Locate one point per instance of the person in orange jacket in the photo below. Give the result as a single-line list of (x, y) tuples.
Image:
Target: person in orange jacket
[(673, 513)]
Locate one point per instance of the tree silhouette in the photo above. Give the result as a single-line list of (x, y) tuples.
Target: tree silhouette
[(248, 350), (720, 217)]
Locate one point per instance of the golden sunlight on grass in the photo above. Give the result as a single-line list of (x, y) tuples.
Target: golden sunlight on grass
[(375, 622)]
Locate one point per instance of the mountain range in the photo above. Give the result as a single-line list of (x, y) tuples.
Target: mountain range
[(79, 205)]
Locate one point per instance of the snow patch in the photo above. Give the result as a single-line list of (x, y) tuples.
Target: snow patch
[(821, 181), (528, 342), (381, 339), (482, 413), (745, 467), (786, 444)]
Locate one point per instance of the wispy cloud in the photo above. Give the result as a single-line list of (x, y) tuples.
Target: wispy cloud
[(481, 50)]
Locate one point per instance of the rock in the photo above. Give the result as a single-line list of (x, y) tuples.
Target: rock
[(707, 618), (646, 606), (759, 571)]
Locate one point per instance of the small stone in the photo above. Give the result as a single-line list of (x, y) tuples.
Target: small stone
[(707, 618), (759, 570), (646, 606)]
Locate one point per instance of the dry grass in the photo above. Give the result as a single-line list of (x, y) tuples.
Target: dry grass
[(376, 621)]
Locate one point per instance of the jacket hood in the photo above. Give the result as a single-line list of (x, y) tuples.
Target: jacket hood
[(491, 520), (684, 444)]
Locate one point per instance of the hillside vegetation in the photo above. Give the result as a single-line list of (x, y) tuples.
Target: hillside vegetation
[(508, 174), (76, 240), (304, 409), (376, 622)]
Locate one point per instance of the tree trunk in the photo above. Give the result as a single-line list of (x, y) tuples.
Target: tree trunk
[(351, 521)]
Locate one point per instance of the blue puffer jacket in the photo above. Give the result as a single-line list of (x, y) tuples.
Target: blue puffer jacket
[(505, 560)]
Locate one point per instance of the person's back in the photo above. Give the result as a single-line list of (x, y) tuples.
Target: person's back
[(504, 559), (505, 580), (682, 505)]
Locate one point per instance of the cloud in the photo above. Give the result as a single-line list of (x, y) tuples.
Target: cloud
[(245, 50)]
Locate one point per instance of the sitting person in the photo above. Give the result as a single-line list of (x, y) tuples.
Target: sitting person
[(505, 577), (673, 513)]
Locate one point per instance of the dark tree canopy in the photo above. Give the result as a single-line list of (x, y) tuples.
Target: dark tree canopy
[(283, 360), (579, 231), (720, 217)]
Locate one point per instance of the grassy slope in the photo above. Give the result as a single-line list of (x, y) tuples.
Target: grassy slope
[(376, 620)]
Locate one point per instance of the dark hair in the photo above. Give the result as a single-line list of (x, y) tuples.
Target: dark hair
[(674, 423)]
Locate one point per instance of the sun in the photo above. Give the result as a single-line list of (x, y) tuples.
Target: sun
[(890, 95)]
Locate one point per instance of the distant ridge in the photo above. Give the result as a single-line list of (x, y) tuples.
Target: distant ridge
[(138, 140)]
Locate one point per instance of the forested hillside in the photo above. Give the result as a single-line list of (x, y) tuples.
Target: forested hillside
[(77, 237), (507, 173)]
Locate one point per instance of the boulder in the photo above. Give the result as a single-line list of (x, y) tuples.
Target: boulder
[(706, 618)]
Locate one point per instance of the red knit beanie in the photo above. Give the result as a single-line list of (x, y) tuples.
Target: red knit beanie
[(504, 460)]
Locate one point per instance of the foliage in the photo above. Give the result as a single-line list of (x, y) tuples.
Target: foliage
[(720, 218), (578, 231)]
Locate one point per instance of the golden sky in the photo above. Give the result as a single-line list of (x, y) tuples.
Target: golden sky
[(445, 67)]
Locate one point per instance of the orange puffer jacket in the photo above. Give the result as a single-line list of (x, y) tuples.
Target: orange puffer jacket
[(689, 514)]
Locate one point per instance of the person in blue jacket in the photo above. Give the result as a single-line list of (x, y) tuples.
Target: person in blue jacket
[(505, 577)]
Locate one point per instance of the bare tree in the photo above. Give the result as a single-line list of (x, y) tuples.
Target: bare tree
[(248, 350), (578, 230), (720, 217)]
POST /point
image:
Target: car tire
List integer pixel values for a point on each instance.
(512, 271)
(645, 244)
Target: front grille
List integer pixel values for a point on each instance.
------------------------------------------------------------------------
=== EXERCISE AIM ===
Update the lines above so that every "Target" becomes "Object", with nothing else changed.

=== WRITTEN REPLY ===
Locate one point per instance of the person in orange jacket in the photo below. Give the result as a single-line list of (x, y) tuples.
Image:
Object: person in orange jacket
[(673, 513)]
Locate one point per instance of the tree silhouette in the photo above. Give the result as a single-line list of (x, y) tuples.
Object: tree silhouette
[(248, 350), (720, 217)]
Locate one point per instance of the golden sunlight on grass in the photo above. Give the result as a single-line list of (x, y) tuples.
Object: golden sunlight on grass
[(375, 622)]
Locate one point per instance of the mountain range in the photo above. Give the result as a single-line list of (x, y) tuples.
Object: mountain range
[(79, 205)]
Locate one point per instance of the snow patch in the photo above. Give the result as a single-line list of (x, y) tuples.
Object: snow patch
[(821, 181), (528, 342), (381, 339), (482, 413), (745, 467), (786, 444)]
Locate one point per instance of the wispy cloud in the photo above. Give the result as a single-line list of (x, y) tuples.
Object: wispy cloud
[(481, 50)]
Locate one point per instance of the rock in the photo above. Give the result as a single-line list of (x, y) tuples.
Object: rock
[(707, 618), (646, 606), (759, 571)]
Locate one point per instance of the small stone in the photo above. Give the result as a single-line list of (x, y) tuples.
Object: small stone
[(707, 618), (759, 570), (646, 606)]
Locate one point per instance of the dry grass in the photo above. Give the result as a single-line list of (x, y) tuples.
Object: dry grass
[(376, 621)]
Locate one point per instance of the jacket hood in the photo above. Give the result as a single-line list of (x, y) tuples.
Object: jacket hood
[(491, 520), (684, 444)]
Locate one point per instance of the hillside vegetation in the photo above. Give the result as a single-line list of (x, y) tuples.
Object: hillside vegetation
[(508, 174), (76, 240), (304, 409), (376, 622)]
Locate one point per instance of the tree trunk in the photo above. Give the result as a single-line list of (x, y) tuples.
Object: tree trunk
[(351, 521)]
Locate one point per instance of the blue puffer jacket in the photo above. Give the result as a single-line list of (x, y) tuples.
Object: blue puffer jacket
[(505, 560)]
Locate one point per instance of the person's back in the photo above. Give the result as a single-line list of (x, y) tuples.
Object: person's back
[(504, 559), (505, 580), (682, 505)]
Locate one point per instance of the cloud in the photo above. Give the result as a single-line list of (x, y) tuples.
Object: cloud
[(245, 50)]
Locate one point per instance of the sitting person in the photo above. Give the result as a single-line list of (x, y) tuples.
Object: sitting person
[(505, 577), (673, 513)]
Locate one point per instance of the dark tree canopy in the photo above. Give the result as a single-line list of (x, y) tuples.
Object: dark tree canopy
[(283, 360), (579, 231), (720, 217)]
Locate one point per instance of the grassy slope in the photo above. Give the result as a single-line list of (x, y) tuples.
Object: grassy slope
[(376, 620)]
Locate one point per instance of the dark hair in the photo above. Give the result as a single-line list of (x, y) tuples.
Object: dark hair
[(674, 423)]
Locate one point per instance of the sun in the photo above. Give the result as a single-line list of (x, y) tuples.
Object: sun
[(890, 95)]
Locate one point per instance of the distant ridge in the photo above. Give the result as a single-line list of (x, y) tuples.
Object: distant ridge
[(138, 140)]
Locate one point per instance of the forested hillside in the photo above. Give the result as a single-line list of (x, y) tuples.
Object: forested hillside
[(77, 237), (507, 173)]
Locate one point per instance of the boulder in the photo above. Give the result as a single-line list of (x, y) tuples.
Object: boulder
[(706, 618)]
Locate one point per instance of the red knit beanie in the photo above. Give the result as a single-line list of (x, y) tuples.
Object: red knit beanie
[(504, 460)]
Locate one point per instance of the foliage in the photo above. Give the result as a single-line list of (x, y) tuples.
Object: foliage
[(720, 218), (578, 231)]
Locate one point per instance of the golden sky in the photo above. Give the result as a single-line list of (x, y) tuples.
Object: golden sky
[(445, 67)]
Locate one point per instance of the orange puffer jacket in the photo above. Give the result as a single-line list of (x, y) tuples.
Object: orange puffer jacket
[(689, 514)]
Locate one point per instance of the person in blue jacket in the photo above. Give the result as a single-line list of (x, y) tuples.
Object: person in blue jacket
[(505, 577)]
Locate one point per instance of the bare tree in the photo above. Give the result as a single-line list of (x, y) tuples.
Object: bare tree
[(248, 350), (578, 230), (720, 217)]
POST /point
image:
Object: car tire
List integer pixel values for a point on each instance.
(512, 271)
(645, 244)
Object: front grille
List integer pixel values for a point on each instance.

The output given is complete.